TASK STATEMENT: Find every line in the data below that contains the string "Target", and copy each of those lines in full.

RECORDS TO USE:

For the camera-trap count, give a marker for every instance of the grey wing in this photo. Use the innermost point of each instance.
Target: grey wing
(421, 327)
==
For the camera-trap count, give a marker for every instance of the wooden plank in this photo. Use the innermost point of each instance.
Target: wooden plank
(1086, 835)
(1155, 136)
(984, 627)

SOLVED EXERCISE:
Target: grey wing
Target: wooden plank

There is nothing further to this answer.